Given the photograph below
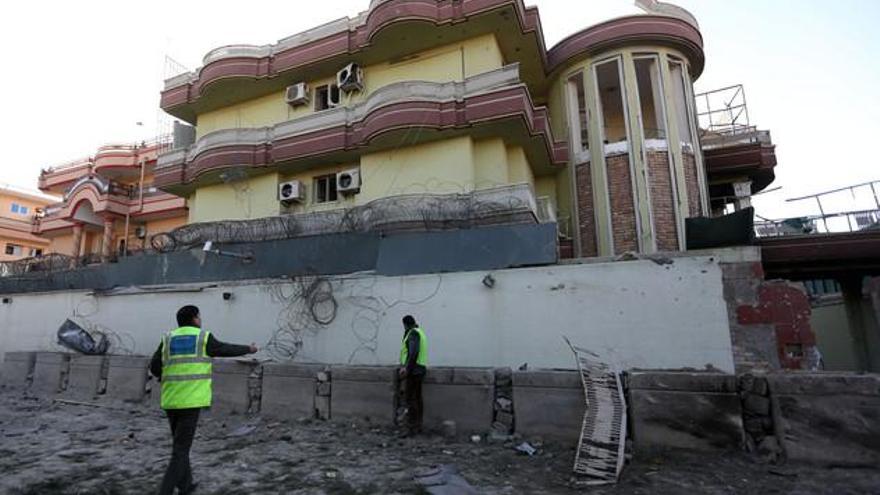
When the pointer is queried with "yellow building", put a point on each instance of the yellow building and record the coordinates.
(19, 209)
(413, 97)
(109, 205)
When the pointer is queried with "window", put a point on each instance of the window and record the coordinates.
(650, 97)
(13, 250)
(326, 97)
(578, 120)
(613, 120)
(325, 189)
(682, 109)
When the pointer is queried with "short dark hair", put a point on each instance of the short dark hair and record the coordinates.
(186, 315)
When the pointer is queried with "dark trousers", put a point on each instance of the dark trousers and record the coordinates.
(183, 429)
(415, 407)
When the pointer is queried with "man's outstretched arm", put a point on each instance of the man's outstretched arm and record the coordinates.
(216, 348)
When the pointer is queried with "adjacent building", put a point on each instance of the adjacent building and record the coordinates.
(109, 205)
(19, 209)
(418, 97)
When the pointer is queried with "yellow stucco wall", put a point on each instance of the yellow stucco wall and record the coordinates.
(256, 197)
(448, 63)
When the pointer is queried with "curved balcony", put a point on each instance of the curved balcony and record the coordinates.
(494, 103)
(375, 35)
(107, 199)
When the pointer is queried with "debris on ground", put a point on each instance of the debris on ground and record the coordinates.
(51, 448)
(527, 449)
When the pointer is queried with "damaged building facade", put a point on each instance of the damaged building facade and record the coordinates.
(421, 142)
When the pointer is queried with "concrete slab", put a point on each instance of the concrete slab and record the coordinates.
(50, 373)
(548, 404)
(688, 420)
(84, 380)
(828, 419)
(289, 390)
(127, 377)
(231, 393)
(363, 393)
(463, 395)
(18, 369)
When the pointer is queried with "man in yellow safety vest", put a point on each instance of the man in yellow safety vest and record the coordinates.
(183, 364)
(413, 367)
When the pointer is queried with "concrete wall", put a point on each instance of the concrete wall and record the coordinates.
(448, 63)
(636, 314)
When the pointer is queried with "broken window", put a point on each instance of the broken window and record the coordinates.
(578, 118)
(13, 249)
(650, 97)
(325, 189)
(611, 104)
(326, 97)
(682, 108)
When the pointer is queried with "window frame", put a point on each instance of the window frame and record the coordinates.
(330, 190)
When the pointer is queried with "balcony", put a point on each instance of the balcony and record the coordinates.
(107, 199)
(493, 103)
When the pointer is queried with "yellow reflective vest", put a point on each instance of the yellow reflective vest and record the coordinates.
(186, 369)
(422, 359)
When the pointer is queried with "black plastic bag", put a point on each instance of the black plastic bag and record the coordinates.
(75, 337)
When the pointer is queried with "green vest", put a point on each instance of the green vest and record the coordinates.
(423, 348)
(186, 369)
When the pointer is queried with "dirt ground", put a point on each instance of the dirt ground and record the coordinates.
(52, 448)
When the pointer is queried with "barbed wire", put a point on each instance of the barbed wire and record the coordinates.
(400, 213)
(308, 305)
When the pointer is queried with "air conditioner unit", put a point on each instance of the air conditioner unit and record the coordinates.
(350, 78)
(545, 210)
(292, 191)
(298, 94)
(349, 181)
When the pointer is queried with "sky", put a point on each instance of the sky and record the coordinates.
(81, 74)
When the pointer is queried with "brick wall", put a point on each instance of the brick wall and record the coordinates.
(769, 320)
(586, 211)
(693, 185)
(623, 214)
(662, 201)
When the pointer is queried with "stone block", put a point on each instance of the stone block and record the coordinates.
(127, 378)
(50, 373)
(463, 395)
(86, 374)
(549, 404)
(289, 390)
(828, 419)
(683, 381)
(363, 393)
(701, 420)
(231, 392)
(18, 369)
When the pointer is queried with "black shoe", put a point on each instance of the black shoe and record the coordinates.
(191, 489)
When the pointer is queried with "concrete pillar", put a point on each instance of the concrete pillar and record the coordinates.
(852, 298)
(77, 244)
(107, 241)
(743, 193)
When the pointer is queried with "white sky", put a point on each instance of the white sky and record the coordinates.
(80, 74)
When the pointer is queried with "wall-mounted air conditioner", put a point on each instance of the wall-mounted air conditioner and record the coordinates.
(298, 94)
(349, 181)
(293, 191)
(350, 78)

* * *

#### [TASK ITEM]
Locate "block and record the coordinates." in the data above. Then repeat, exactly, its line and each line after it through the last, adding nothing.

#### [REPLY TO THE EXERCISE]
When the pointer is queried with "stone block", put a point on each instance of the stone block and record the coordinates.
(127, 378)
(50, 373)
(463, 395)
(86, 374)
(549, 404)
(289, 390)
(828, 419)
(683, 381)
(363, 393)
(701, 420)
(231, 392)
(18, 369)
When the pointer is queried with "black shoe", put a point on each instance of the black shoe and record the coordinates.
(191, 489)
When the pointer is queried with "concrete pillar", put a point on each instance of the concrete pillar and record the coordinates.
(852, 298)
(77, 244)
(107, 241)
(743, 193)
When the pointer is queried with "white sky", put a point on each instance of the white sky and record the coordinates.
(80, 74)
When the pointer is queried with "wall-mounted air conditioner", put a point on each instance of the wall-mounted air conditioner and record the coordinates.
(298, 94)
(349, 181)
(293, 191)
(350, 78)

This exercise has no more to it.